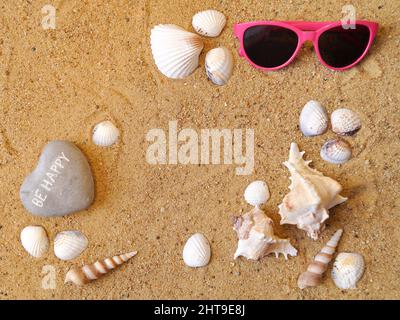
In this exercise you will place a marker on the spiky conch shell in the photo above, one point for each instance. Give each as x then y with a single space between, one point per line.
256 237
311 195
313 276
92 272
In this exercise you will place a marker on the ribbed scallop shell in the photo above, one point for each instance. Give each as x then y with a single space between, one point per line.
209 23
35 241
256 193
313 119
69 245
175 50
219 65
348 269
105 134
345 122
336 151
197 251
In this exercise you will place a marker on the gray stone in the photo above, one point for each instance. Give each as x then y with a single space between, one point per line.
62 182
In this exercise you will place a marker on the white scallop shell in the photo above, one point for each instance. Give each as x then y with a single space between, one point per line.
313 119
105 134
209 23
348 269
35 241
175 50
345 122
336 151
219 65
256 193
197 251
69 244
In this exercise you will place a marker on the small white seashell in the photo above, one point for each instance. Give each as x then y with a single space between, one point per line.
69 244
348 268
209 23
197 251
105 134
313 119
256 193
219 65
345 122
336 151
175 50
35 241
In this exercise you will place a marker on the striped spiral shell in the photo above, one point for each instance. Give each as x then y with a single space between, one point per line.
313 276
94 271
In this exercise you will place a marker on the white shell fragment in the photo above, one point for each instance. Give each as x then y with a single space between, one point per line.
197 251
256 193
175 50
313 119
256 237
311 195
35 241
345 122
348 269
219 65
105 134
336 151
209 23
69 245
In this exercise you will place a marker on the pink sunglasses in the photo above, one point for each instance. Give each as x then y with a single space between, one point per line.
272 45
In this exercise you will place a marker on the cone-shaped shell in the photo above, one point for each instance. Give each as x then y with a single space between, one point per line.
197 251
35 241
209 23
175 50
92 272
219 65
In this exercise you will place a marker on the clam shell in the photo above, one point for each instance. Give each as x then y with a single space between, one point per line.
105 134
348 269
69 244
209 23
35 241
219 65
336 151
313 119
197 251
175 50
345 122
256 193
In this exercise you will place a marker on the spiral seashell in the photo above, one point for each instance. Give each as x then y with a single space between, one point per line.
345 122
197 251
313 276
35 241
105 134
69 244
219 65
256 193
209 23
348 269
92 272
336 151
313 119
175 50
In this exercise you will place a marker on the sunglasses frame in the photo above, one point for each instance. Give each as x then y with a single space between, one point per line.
305 31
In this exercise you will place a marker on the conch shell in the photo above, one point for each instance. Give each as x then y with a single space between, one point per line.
256 237
311 195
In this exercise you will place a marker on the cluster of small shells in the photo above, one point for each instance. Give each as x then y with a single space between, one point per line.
314 121
176 51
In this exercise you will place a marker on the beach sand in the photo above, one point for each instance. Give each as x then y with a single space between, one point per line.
97 65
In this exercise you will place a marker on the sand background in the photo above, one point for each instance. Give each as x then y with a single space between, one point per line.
97 64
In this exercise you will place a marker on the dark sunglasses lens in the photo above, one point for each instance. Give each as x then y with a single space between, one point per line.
341 47
269 46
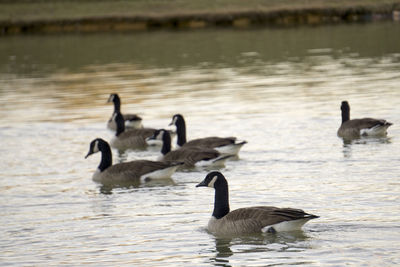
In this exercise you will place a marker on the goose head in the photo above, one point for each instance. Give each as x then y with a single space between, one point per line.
119 121
345 107
177 119
96 145
99 145
164 136
179 122
213 180
116 100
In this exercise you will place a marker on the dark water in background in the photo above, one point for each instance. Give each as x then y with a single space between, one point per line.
279 89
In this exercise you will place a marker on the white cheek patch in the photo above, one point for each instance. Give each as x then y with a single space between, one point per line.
160 135
212 182
114 117
96 147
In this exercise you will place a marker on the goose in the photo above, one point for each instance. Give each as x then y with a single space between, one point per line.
131 120
356 128
133 171
191 156
130 139
259 219
225 145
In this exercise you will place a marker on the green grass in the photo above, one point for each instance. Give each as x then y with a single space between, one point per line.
34 10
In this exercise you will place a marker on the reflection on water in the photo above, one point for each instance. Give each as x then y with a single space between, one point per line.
278 89
260 244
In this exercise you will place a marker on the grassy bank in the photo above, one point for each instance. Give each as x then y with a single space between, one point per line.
29 16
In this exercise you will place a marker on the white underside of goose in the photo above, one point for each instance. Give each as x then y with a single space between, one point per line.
159 174
232 149
377 130
217 162
286 226
134 124
154 142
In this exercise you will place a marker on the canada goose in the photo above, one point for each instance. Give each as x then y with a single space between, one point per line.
356 128
131 120
126 172
191 156
252 219
225 145
130 139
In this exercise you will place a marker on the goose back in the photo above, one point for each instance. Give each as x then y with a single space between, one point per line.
134 171
224 145
355 128
257 220
248 220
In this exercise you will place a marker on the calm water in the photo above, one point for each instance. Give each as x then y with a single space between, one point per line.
279 89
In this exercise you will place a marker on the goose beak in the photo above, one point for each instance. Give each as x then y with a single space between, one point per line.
201 184
88 154
150 138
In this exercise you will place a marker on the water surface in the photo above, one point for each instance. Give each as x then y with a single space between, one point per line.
279 89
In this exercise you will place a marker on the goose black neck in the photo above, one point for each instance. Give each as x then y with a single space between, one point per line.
106 156
166 143
221 199
117 104
181 131
345 112
119 120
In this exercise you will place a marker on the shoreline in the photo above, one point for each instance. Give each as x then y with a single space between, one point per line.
276 17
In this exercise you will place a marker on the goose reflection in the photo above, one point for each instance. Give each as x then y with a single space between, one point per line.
348 143
108 188
281 242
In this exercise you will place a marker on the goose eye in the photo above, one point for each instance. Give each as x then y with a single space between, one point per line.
212 182
96 146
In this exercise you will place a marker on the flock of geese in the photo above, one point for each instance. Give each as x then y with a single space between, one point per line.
211 152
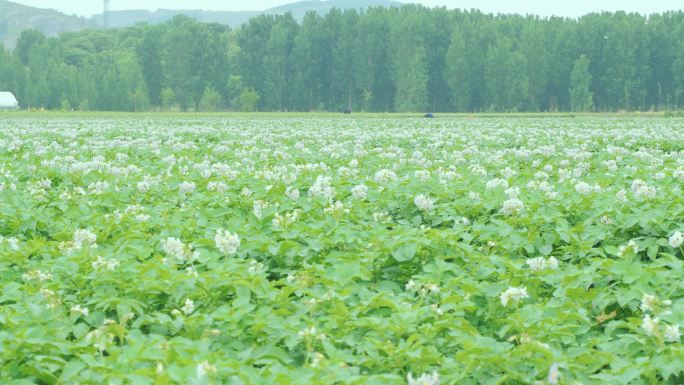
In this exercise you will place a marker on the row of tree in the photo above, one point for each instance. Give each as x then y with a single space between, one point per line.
400 59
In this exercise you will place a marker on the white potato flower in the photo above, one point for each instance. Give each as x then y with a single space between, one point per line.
514 294
423 202
226 242
676 239
424 379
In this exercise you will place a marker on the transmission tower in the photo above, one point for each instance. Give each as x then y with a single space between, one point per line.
105 13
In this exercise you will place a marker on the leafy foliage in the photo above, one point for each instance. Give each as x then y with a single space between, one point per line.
347 251
410 58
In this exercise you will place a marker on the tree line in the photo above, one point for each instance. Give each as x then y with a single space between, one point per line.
406 59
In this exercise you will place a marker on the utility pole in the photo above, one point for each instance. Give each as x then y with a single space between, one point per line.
105 13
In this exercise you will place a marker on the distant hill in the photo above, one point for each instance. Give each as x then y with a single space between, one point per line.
14 18
118 19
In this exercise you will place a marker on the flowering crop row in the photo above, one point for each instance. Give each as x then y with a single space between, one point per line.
347 251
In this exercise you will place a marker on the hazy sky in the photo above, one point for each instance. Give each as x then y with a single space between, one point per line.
540 7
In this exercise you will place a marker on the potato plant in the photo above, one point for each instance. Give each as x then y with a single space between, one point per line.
204 250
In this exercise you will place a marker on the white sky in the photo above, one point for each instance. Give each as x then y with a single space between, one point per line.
541 7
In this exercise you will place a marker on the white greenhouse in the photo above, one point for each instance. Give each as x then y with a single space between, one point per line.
8 101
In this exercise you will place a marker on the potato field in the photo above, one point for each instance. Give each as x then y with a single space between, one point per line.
358 250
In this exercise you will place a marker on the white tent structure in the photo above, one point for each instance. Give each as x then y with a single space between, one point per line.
8 101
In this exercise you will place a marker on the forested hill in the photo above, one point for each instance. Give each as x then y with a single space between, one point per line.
410 58
15 18
119 19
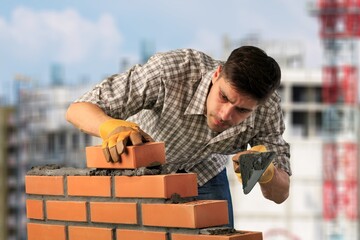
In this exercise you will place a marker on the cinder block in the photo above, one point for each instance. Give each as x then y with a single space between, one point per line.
156 186
89 233
36 231
44 185
97 186
125 234
35 209
66 210
113 212
133 157
196 214
241 235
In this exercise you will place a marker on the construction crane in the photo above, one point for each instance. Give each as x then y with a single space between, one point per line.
339 31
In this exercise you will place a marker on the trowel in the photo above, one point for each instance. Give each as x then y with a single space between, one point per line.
252 166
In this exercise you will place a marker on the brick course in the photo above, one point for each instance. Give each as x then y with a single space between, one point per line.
63 207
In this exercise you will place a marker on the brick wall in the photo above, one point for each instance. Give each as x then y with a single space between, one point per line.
104 202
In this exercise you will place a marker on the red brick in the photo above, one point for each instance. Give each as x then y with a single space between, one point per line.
98 186
89 233
156 186
34 209
37 231
124 234
241 235
113 212
44 185
197 214
134 157
66 210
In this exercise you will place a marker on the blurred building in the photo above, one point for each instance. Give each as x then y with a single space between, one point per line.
306 115
42 137
7 167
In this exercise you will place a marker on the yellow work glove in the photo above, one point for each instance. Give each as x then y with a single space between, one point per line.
116 134
267 175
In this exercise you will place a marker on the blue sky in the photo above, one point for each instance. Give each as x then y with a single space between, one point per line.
89 38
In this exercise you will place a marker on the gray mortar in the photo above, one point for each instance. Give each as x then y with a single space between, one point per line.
58 170
219 231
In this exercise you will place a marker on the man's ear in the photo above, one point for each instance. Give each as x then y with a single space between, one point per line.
216 74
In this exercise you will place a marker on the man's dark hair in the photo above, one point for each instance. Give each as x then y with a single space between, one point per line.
251 71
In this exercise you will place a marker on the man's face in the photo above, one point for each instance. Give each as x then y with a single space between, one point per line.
225 106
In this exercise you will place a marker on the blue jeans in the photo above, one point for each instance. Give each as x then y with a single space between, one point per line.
218 188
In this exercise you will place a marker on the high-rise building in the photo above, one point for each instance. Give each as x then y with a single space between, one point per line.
43 137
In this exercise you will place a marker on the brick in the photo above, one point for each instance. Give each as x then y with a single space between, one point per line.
44 185
66 210
125 234
156 186
241 235
97 186
89 233
134 157
113 212
196 214
35 209
37 231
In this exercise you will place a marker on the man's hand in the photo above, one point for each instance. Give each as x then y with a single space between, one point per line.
117 134
267 175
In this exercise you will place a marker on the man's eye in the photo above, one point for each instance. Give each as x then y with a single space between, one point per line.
223 97
242 110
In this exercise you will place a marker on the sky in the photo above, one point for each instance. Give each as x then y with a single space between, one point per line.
89 38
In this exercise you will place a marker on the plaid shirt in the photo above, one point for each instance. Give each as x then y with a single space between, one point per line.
167 98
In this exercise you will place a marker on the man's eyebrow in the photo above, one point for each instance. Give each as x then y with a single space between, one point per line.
244 109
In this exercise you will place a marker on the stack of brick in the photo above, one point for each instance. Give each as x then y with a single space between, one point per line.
76 204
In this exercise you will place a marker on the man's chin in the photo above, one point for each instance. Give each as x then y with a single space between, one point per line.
216 128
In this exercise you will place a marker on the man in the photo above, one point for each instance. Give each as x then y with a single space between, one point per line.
203 109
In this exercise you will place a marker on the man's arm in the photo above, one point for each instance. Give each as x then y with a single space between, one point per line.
277 189
87 117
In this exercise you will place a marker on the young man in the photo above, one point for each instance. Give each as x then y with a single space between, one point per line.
203 109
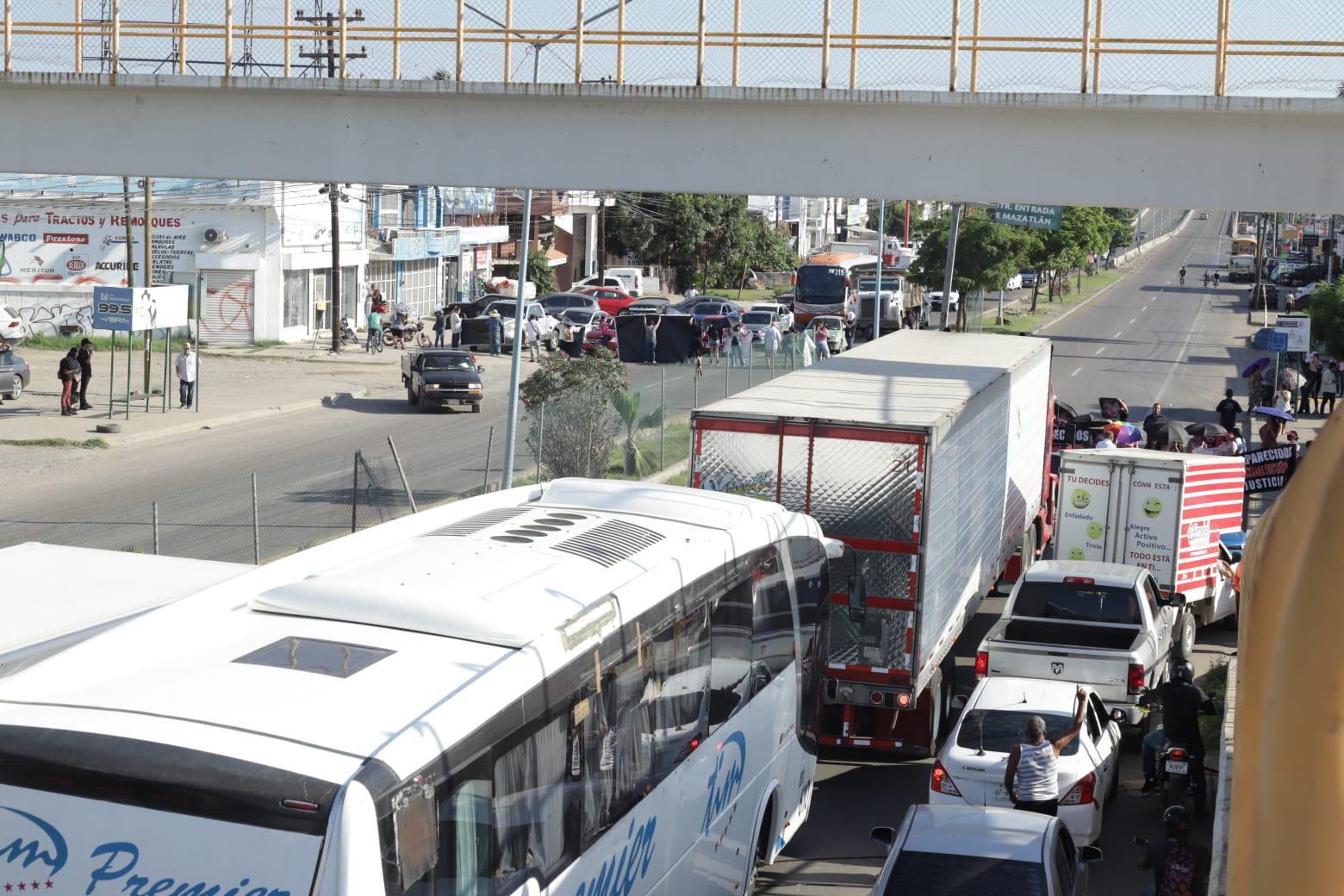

## Work to be completed
Copy each line of the items above that contains the word "jeans". Case counts.

## Output of the task
In this exercise you will place a marker on the blue jeans in the photo above, one point for each instance. Give each as x then y with a single space between, one point per line.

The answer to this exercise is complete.